#### Given information
###

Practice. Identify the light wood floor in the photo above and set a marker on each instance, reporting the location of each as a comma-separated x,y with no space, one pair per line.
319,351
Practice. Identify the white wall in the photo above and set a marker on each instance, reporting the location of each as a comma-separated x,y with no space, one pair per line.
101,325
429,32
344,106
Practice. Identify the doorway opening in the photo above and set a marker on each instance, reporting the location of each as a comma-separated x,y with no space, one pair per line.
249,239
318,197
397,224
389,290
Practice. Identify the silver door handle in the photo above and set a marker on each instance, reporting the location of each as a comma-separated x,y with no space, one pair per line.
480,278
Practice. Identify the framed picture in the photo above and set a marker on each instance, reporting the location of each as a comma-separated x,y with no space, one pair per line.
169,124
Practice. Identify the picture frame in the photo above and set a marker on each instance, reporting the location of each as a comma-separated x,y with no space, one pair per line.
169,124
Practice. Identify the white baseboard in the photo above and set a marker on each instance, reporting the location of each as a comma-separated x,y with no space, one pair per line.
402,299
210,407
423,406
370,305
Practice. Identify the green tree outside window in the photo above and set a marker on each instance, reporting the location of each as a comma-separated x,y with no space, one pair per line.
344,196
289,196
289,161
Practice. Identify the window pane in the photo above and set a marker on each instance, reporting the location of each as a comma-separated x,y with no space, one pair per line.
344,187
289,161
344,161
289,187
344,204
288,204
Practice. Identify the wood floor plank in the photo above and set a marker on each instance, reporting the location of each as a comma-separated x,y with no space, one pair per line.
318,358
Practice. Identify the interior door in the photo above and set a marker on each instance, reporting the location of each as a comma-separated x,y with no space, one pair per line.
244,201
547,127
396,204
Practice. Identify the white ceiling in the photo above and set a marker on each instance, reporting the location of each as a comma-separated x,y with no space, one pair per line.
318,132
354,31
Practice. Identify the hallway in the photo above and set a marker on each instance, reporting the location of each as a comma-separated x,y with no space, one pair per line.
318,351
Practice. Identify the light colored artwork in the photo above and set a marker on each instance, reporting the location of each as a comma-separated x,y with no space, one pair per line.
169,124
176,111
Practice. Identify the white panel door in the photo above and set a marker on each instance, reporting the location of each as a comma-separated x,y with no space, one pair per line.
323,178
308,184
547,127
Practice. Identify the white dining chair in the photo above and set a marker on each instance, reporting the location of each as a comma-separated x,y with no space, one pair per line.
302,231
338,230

###

#### Required work
Transcribe the material exactly as it reads.

#### Written solution
Practice. Identify the light wood floor in the photo above and set a marker on each instance, reporting the location of each as a comma-separated x,y with no space, one pair per line.
319,351
Practice. Identify the white wall in the photo above and set a marker on each instance, reporting the location of each as a comma-separated x,y with no space, one pair per line.
101,325
429,32
344,106
Practice. Identify the doorway opening in the photo above and set a marker on each instance, reporting the location of each as a comma-separated x,y with no space, one pair per line.
249,239
318,197
397,224
389,290
Practice. Identify the silver door handle in the photo above and set a marker on each instance, reporting the location of each as a comma-separated x,y with no space, one pair per line.
480,278
Practice. Identify the framed picture in the photo above and set a marker on each instance, reporting the location of each as a comma-separated x,y with no space, one pair per line.
169,124
Practice. Identify the picture frame in the photo above and set a marker on each instance, reporting the location of each as a comma-separated x,y with no space, one pair per line.
169,124
Practice. Identify the white baseboard in the photo above and set a marker on each instance, reporting the location of each as a comma-separated x,y with no space, one pair per line.
402,299
210,407
423,406
370,305
Practice. Identify the green tree outside window in the photo above and set a marker on each instance, reporting the location of each as a comma-separated x,y with no space, one pair per line.
344,196
289,196
289,161
Practice. Identify the window pane in the photo above and set a marker on each instance, reporting the location of each as a comma-separated x,y with no space, one pair per line.
344,187
289,161
344,161
289,187
344,204
288,204
Practice. Identify the wood floor plank in the photo above and set a marker on each instance, reporting the location of each as a comma-separated x,y with no space, one pair per line.
318,358
Practice. Identify the interior door in the photo above and set a marker on each instance, reporting the location of each as a comma-separated x,y with no space, one pair per line.
244,201
547,127
396,204
Practice. Identify the white ceiling in the photo above and set a marker on each instance, reporting the location of each as a comma-separated x,y with no space, one pair per line.
318,132
354,31
Practice. Identify the hallway in the photo above and set a marker on each instance, reporting the location of each as a comma-separated x,y with no space, one pair per line.
318,351
Practice. Identify the light colored artwork in the photo above and set a marker on each instance, reporting the location of each as a comma-separated x,y with no space, one pair per line.
169,124
176,111
Practice. Identify the white panel door in the photo above and set a marker on each instance, reporting the location of each as a comma-separated x,y with no space, one pair per line.
323,178
308,184
547,127
Practice. Identify the white dining chair in the photo above and set a marker on each instance, reporting the location of each as a comma-separated x,y with no space, one pair per line.
302,231
338,230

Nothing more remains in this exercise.